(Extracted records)
-- start --

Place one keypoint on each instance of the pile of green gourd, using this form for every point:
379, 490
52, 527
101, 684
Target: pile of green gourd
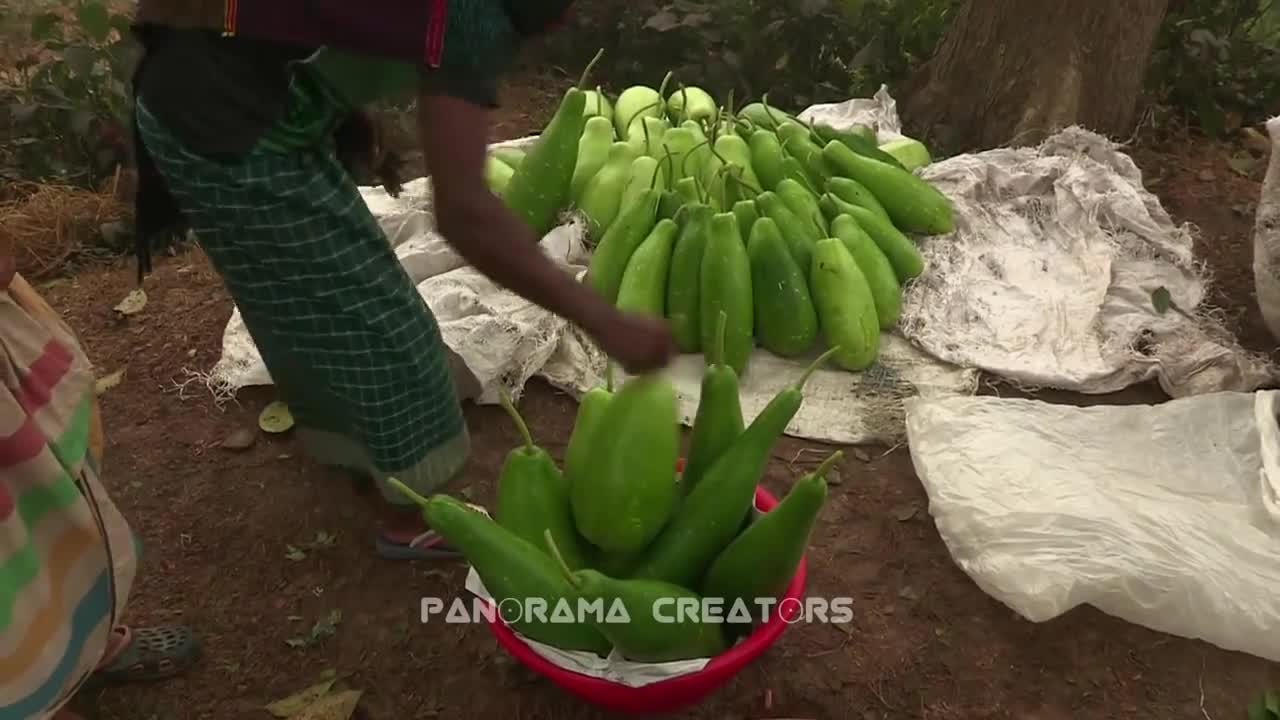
791, 229
618, 527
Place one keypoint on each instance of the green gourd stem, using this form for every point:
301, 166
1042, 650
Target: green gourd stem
581, 82
746, 185
826, 464
721, 158
521, 427
768, 110
560, 559
684, 168
804, 180
713, 126
814, 367
813, 133
643, 127
721, 331
662, 87
721, 171
657, 174
408, 492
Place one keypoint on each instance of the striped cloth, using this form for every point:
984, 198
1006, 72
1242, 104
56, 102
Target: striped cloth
350, 343
67, 556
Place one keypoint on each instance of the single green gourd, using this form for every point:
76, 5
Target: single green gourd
654, 627
712, 514
533, 495
634, 468
762, 560
718, 420
540, 187
511, 569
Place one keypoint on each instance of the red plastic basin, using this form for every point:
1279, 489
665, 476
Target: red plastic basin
673, 693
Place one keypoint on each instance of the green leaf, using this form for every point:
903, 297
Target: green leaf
45, 26
80, 60
82, 122
1160, 300
123, 24
95, 19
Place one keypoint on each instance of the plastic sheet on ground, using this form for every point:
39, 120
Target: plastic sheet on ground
1266, 238
1166, 515
1046, 281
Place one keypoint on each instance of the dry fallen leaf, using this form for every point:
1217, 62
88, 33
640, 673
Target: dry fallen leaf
297, 702
133, 302
337, 706
240, 438
275, 418
905, 511
108, 382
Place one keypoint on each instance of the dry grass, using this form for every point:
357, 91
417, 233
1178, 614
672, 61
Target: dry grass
42, 226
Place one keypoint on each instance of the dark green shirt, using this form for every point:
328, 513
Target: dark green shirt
222, 95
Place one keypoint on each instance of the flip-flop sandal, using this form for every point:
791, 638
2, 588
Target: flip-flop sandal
426, 546
151, 654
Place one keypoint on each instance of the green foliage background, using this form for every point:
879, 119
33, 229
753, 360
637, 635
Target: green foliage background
1216, 64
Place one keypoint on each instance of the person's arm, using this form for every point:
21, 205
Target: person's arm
484, 231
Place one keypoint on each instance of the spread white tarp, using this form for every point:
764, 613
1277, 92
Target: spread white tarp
1046, 281
1166, 515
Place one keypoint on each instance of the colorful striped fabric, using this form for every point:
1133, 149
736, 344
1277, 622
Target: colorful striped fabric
67, 556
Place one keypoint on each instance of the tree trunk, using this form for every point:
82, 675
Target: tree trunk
1011, 72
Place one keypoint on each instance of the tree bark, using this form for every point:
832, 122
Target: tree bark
1013, 72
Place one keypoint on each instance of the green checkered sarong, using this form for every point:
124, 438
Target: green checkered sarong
347, 340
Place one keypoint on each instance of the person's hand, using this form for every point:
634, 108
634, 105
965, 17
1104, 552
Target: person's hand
640, 343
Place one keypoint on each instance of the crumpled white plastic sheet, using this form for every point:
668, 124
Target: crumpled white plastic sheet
1166, 515
1048, 276
1046, 281
1266, 238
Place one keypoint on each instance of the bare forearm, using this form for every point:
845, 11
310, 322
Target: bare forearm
496, 242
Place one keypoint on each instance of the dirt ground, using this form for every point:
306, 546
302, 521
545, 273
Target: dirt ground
255, 547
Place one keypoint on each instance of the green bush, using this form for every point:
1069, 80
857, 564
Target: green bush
799, 51
1215, 59
67, 115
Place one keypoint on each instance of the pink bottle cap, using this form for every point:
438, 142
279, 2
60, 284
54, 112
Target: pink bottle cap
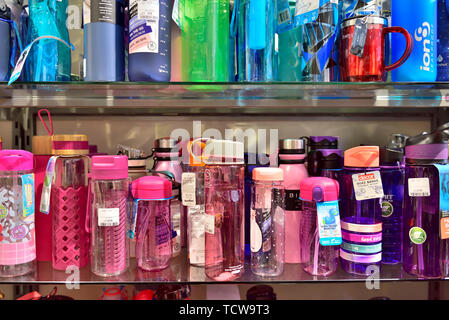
319, 189
16, 160
109, 167
268, 174
151, 188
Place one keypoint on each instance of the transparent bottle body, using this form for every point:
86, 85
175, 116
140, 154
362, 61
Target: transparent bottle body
267, 228
69, 191
195, 221
323, 260
108, 243
154, 243
431, 258
205, 40
17, 233
224, 241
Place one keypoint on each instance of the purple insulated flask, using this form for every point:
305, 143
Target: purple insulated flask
392, 173
425, 253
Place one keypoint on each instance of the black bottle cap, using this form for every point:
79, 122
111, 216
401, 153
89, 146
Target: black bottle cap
390, 156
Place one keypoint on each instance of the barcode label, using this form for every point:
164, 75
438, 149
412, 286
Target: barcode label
284, 16
418, 187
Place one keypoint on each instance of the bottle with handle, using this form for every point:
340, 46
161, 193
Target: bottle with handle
17, 235
108, 195
292, 154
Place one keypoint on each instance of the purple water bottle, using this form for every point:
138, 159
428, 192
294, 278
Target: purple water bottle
392, 173
316, 143
361, 225
425, 253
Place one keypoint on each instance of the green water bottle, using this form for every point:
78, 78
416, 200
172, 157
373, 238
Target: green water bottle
205, 40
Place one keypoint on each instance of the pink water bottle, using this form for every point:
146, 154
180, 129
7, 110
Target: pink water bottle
17, 237
291, 161
151, 213
108, 215
225, 208
320, 225
70, 241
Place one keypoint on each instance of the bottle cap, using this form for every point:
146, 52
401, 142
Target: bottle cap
390, 156
16, 160
319, 189
362, 157
70, 144
268, 174
151, 188
109, 167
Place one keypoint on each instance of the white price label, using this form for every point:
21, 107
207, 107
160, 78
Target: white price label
367, 185
108, 217
418, 187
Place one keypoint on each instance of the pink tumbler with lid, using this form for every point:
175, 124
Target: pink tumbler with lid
17, 237
152, 195
108, 187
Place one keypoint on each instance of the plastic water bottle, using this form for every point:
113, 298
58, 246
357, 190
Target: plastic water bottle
149, 40
104, 40
419, 17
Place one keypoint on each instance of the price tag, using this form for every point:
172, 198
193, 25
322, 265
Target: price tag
418, 187
367, 185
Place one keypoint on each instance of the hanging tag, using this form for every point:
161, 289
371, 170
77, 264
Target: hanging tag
367, 186
28, 194
46, 189
23, 56
359, 38
329, 228
444, 200
188, 189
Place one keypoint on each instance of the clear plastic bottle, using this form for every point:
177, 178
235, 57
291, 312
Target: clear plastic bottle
267, 222
205, 40
224, 192
152, 195
17, 235
69, 191
108, 215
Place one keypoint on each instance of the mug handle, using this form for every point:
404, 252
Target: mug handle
408, 48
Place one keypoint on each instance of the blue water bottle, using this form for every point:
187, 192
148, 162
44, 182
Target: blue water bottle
419, 17
149, 40
443, 40
256, 40
104, 40
5, 40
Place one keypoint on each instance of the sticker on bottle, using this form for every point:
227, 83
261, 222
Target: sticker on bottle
108, 217
329, 228
367, 185
188, 189
418, 187
28, 194
417, 235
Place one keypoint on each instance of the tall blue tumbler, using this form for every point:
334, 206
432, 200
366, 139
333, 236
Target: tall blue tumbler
419, 17
104, 40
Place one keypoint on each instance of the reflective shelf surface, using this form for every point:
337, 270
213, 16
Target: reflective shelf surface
180, 272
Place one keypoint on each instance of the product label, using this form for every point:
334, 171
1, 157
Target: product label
417, 235
144, 26
28, 194
292, 200
329, 228
46, 188
108, 217
188, 189
443, 171
367, 185
418, 187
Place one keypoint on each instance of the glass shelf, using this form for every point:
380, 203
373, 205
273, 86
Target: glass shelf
226, 98
180, 272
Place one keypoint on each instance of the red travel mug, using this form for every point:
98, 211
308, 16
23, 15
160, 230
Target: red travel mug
371, 65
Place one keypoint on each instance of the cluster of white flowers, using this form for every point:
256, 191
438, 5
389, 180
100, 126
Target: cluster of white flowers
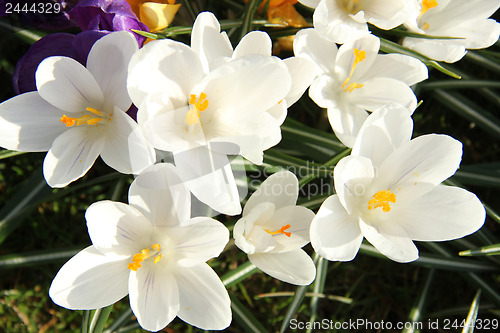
206, 101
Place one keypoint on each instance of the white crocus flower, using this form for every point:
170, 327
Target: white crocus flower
152, 250
389, 192
185, 104
273, 230
355, 79
467, 20
344, 20
78, 114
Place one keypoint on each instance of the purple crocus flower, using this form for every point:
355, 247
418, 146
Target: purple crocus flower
107, 15
57, 44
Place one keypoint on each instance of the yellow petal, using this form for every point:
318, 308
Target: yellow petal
157, 16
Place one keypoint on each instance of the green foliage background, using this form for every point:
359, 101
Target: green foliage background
40, 227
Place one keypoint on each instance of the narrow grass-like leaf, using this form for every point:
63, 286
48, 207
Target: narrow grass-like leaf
21, 204
489, 250
483, 61
416, 312
239, 274
439, 262
245, 318
99, 319
37, 257
318, 288
298, 297
391, 47
470, 111
461, 84
10, 153
250, 10
472, 315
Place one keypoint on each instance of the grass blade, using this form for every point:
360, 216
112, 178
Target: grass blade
472, 315
245, 318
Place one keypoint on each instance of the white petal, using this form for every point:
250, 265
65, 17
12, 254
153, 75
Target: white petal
418, 166
154, 297
108, 62
207, 40
255, 42
398, 66
391, 240
383, 132
295, 267
281, 189
444, 213
381, 91
204, 300
352, 175
164, 65
29, 123
90, 280
303, 72
199, 240
160, 194
335, 235
66, 84
126, 149
72, 154
346, 57
208, 175
310, 45
117, 229
346, 121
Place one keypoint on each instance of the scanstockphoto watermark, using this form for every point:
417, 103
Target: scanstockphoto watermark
321, 184
353, 324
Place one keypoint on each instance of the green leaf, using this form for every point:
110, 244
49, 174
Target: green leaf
470, 111
472, 315
417, 310
489, 250
41, 257
22, 203
439, 262
99, 318
391, 47
300, 293
245, 318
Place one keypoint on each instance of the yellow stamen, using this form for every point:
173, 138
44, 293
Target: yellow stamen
138, 258
359, 56
426, 5
280, 231
86, 119
200, 105
382, 199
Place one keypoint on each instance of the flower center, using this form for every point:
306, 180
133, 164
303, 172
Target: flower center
199, 105
359, 56
138, 258
89, 119
426, 5
280, 231
382, 199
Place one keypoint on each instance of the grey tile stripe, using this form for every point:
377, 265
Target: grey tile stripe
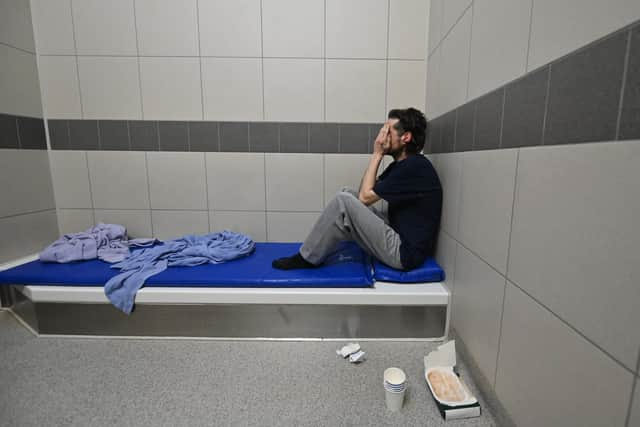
504, 292
627, 28
28, 213
623, 86
573, 328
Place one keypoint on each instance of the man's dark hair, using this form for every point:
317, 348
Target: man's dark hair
414, 121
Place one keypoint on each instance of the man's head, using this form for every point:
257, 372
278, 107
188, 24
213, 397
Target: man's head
408, 130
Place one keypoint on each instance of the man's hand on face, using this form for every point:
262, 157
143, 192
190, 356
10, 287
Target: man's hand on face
382, 143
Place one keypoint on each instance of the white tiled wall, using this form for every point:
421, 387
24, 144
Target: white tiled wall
561, 26
110, 87
26, 182
166, 194
557, 224
19, 87
162, 101
497, 41
27, 206
15, 24
273, 60
538, 350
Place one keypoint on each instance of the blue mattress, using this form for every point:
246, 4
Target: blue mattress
429, 271
349, 267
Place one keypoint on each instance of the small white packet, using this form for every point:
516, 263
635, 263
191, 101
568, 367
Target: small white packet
348, 349
357, 357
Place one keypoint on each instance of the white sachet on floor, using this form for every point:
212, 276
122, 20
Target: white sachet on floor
348, 349
357, 357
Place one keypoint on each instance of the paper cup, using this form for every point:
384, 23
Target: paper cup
394, 400
395, 376
395, 386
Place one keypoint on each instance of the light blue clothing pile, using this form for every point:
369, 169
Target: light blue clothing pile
108, 242
187, 251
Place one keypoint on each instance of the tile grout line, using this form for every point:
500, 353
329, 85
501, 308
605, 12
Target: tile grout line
625, 70
543, 305
200, 59
206, 188
218, 124
444, 36
135, 24
93, 206
470, 46
506, 274
324, 64
18, 133
99, 138
77, 61
634, 390
504, 100
546, 106
249, 137
386, 77
188, 136
68, 128
362, 58
526, 61
129, 134
146, 168
262, 57
264, 172
17, 48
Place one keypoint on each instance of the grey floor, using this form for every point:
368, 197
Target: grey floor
94, 382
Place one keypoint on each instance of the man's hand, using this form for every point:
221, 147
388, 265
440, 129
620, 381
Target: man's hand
383, 141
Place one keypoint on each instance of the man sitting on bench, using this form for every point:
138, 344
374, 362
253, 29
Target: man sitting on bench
410, 185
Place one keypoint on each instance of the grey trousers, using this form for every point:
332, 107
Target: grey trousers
347, 218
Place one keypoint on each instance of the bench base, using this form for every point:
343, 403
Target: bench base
234, 321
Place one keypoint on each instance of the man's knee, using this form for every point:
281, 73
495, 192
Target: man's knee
349, 190
347, 196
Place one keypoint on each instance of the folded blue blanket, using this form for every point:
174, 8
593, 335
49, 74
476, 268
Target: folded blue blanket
186, 251
108, 242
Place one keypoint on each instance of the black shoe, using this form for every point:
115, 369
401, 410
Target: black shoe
292, 263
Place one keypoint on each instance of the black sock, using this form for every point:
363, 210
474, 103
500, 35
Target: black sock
291, 263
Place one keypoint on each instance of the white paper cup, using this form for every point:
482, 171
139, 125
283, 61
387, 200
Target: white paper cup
395, 385
395, 376
395, 400
394, 388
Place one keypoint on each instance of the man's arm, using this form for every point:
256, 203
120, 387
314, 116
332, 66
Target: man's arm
366, 194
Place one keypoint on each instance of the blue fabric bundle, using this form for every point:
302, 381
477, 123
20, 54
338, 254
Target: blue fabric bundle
187, 251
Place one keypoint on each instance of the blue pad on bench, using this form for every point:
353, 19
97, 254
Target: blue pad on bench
429, 271
348, 267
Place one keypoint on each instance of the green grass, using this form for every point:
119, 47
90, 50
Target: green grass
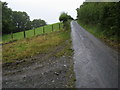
36, 45
30, 33
96, 31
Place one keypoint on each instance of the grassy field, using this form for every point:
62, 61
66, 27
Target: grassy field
96, 31
30, 33
25, 48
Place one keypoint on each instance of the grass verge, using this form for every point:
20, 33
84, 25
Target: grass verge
30, 33
96, 31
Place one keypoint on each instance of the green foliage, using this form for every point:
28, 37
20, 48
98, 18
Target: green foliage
105, 15
65, 18
38, 23
7, 25
16, 21
30, 33
20, 20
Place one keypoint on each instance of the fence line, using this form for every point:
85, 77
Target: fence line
44, 30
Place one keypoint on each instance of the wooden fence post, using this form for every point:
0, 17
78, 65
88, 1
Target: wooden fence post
59, 26
43, 30
34, 31
24, 34
52, 28
12, 35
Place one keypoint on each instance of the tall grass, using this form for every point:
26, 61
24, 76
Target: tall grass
30, 33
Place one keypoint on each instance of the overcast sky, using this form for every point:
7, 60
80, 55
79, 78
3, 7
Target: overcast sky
48, 10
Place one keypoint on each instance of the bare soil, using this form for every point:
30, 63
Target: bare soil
40, 71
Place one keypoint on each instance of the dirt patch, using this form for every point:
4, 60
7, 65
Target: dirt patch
41, 71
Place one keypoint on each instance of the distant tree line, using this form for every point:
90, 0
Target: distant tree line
65, 18
106, 15
16, 21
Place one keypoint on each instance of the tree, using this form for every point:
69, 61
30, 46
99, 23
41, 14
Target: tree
7, 23
38, 23
21, 20
65, 18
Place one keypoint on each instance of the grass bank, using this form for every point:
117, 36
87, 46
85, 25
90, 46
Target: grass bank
36, 45
50, 50
96, 31
30, 33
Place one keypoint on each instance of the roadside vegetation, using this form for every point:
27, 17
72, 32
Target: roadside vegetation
30, 33
102, 20
17, 21
50, 51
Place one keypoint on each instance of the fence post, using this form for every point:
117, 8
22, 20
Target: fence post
24, 34
34, 31
43, 30
12, 35
59, 26
52, 28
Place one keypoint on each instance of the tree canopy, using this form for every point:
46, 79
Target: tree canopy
106, 15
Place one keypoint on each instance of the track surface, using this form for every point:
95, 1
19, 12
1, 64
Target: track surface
96, 65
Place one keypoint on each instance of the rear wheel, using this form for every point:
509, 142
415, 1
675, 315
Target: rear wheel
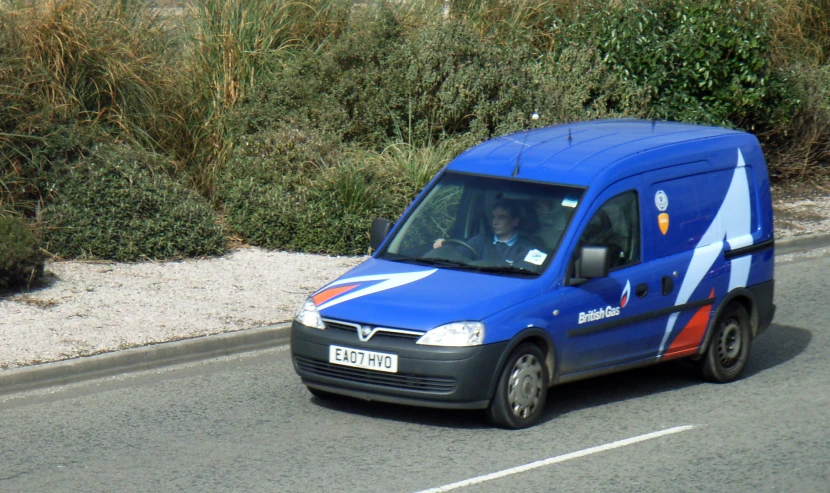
728, 350
522, 389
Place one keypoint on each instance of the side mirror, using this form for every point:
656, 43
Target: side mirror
378, 232
593, 262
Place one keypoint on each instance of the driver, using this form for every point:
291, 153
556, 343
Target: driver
505, 245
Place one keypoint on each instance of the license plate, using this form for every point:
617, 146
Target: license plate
358, 358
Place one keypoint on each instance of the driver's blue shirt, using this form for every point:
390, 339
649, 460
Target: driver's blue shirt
496, 252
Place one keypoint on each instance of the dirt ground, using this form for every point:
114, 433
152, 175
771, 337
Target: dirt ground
802, 208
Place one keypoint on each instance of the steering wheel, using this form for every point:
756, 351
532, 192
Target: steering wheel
466, 245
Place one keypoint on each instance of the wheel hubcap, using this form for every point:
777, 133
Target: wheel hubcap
729, 344
525, 386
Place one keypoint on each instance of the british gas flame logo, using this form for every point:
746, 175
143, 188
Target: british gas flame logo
355, 287
626, 294
609, 311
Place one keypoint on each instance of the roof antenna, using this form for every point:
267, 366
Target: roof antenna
533, 118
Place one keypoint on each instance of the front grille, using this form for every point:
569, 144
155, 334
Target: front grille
392, 380
380, 332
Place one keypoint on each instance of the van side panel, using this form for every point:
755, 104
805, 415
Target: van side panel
726, 220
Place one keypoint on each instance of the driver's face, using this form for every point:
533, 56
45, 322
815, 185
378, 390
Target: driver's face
503, 223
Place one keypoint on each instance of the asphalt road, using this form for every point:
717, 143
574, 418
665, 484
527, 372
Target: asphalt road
245, 423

-- end --

*Task instructions*:
Nothing but the lines from the one holding "Place one keypoint on each instance of the rear" through the last line of the entries should be written out, exactly and inclusively, minus the pictures.

*Response below*:
Place one keypoint on each instance of the rear wheel, using this form for every point:
509, 142
415, 1
675, 315
Target: rear wheel
728, 350
522, 389
Place one keypoint on each instance of the side mirror, using this form for every point:
656, 43
Target: side mirror
378, 232
593, 262
Place one keypoint on each instance of the driver, using this form for every point:
291, 153
556, 343
Target: driver
505, 245
Place one keypoint on each instance of the license plate, using this form for every point:
617, 146
Target: license plate
358, 358
Place one keypoint on each instance of the driver's blue shirt, using this form for every point:
390, 339
649, 460
Target: driver's blue shirt
496, 252
Place one keypoint on each instance of the dirt ground, using this form for every point:
114, 433
152, 175
771, 337
Target: dirt ground
802, 208
Place one keypoint on each instance of the steering wheel, using this form for every point:
756, 351
532, 192
Target: steering wheel
466, 245
Place one keypoint on each instance of the wheel hubcap, using this form for every point:
777, 133
Target: wheel hubcap
729, 344
525, 386
Place one keypoint on each instance of the british gas flame logo, using this form for every point:
746, 175
143, 188
Target: british gas flame logo
355, 287
626, 294
609, 311
Place one keypoint on each instance of the roof antenna, using this form for every point:
267, 366
Target: roof antenna
533, 118
Place one keypoint on each instance of the front grille, using this form for every point:
569, 144
155, 334
Target: front grille
392, 380
380, 332
Place one keypoint on each instance of the van side panel, using this form for every point:
755, 104
805, 415
Target: van side panel
726, 220
Place one keypoint on each instance of the driver's face, using this form for every point:
533, 56
45, 322
815, 185
378, 390
Target: driver's face
503, 223
Place one keypoint on each instance of the asphalt road, using this form for every point:
717, 143
574, 418
665, 484
527, 372
Target: asphalt road
245, 423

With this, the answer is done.